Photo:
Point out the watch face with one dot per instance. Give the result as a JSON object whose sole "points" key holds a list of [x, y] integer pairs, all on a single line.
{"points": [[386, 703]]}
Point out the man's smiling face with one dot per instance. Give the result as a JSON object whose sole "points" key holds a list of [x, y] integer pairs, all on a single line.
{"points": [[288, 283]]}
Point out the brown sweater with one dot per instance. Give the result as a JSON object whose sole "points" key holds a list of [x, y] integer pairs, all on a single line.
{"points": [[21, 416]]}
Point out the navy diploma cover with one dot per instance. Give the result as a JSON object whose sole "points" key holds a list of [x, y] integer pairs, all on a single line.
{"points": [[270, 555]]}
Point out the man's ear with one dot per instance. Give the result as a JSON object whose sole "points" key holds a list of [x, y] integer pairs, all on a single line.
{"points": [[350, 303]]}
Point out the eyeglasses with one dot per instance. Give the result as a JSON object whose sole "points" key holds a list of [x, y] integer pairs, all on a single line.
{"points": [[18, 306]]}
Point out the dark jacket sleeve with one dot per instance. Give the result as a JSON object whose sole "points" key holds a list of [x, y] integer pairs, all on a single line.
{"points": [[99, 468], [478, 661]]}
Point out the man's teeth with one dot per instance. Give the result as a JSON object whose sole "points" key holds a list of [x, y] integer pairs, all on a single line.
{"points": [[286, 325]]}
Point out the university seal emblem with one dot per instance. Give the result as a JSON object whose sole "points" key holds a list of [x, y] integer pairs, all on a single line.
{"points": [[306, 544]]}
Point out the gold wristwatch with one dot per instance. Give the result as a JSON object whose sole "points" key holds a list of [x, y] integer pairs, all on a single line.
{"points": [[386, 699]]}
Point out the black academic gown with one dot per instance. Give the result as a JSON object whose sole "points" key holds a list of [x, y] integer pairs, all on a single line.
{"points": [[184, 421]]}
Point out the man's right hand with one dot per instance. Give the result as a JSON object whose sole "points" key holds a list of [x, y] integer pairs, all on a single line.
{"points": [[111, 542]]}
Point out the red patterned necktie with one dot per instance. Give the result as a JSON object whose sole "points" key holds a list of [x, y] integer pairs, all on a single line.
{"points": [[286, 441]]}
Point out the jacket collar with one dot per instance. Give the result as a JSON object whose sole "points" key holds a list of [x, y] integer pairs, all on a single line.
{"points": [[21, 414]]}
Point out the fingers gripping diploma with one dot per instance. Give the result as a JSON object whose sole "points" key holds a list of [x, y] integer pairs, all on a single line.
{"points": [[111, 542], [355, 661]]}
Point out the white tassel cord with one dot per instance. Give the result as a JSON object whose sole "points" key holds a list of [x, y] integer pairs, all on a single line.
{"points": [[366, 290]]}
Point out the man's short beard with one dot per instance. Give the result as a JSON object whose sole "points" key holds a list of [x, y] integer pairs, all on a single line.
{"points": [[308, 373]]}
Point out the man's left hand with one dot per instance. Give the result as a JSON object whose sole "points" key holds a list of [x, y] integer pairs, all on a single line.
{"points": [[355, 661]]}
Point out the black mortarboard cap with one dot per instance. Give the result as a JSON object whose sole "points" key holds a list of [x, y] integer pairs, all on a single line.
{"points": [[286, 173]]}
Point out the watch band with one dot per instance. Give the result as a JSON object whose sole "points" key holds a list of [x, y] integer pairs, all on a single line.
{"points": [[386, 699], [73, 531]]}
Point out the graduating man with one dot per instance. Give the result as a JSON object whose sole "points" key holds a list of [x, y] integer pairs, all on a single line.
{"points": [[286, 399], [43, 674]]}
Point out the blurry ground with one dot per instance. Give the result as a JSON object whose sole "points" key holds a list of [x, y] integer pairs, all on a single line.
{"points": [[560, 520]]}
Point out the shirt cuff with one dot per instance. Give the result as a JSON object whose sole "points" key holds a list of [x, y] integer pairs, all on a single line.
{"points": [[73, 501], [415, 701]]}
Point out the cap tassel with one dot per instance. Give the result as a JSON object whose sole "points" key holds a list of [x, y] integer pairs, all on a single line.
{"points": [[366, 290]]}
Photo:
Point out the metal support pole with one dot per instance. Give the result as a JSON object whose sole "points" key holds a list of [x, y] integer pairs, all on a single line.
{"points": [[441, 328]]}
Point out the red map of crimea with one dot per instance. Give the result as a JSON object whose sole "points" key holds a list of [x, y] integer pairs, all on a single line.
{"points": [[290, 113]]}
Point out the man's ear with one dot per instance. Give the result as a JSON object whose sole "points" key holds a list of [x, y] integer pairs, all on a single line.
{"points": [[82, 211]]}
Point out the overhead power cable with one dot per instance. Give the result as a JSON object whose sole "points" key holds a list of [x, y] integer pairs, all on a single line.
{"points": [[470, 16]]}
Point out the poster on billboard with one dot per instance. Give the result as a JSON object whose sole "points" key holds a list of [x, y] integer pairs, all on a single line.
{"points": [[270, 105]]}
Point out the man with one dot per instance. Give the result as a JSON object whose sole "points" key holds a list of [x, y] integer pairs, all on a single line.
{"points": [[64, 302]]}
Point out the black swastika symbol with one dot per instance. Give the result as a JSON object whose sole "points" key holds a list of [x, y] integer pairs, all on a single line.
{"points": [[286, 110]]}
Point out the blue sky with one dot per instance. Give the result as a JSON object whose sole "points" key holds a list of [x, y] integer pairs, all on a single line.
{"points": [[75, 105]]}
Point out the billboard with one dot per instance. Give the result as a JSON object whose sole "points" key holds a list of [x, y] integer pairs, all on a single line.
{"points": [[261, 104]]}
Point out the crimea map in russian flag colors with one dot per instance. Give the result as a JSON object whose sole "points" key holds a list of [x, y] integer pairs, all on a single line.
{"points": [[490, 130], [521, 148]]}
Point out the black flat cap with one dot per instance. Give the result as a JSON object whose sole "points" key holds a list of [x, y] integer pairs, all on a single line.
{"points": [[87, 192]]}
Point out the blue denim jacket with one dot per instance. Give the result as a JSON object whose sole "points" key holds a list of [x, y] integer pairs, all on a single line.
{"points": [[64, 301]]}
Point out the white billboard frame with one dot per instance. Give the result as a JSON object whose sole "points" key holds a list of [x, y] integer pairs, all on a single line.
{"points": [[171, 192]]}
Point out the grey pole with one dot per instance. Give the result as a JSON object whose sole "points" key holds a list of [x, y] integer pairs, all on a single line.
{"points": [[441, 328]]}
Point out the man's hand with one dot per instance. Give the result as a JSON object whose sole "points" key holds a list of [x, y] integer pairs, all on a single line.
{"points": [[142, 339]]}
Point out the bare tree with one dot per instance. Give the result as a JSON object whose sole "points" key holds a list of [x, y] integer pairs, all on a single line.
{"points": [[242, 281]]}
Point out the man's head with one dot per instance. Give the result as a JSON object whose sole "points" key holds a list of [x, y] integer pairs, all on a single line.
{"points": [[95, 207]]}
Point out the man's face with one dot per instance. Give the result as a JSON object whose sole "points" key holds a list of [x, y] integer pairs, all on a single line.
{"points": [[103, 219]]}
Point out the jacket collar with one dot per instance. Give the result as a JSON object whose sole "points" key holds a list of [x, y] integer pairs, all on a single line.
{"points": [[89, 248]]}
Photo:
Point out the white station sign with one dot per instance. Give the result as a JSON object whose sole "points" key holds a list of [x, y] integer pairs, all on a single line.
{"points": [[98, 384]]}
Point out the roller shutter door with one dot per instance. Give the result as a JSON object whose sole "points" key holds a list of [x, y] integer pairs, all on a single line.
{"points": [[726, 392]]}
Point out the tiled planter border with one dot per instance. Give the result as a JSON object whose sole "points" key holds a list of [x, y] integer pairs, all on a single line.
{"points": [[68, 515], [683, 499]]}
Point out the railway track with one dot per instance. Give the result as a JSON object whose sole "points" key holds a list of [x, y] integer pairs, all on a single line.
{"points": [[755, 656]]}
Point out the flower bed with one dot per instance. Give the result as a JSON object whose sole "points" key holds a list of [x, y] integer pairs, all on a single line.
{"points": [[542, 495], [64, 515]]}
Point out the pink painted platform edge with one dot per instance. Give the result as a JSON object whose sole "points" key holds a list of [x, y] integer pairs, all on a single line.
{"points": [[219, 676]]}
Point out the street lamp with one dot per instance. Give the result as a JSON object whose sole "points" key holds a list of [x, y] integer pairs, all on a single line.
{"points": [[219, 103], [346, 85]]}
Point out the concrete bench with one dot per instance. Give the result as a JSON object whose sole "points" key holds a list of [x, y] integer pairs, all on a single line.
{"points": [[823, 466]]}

----------------------------------------

Task requirements: Starting with the line that contains "Point out the concrete" and going on through the end of the material, give those lines again, switching "bench" to "planter" and leaving everything else as it is.

Solution for this exercise:
Point out the concrete planter with one dot per instance. Give the result as a JSON object whose sole "points" key holds a list of [x, y] integer pairs, all on a single line.
{"points": [[823, 466]]}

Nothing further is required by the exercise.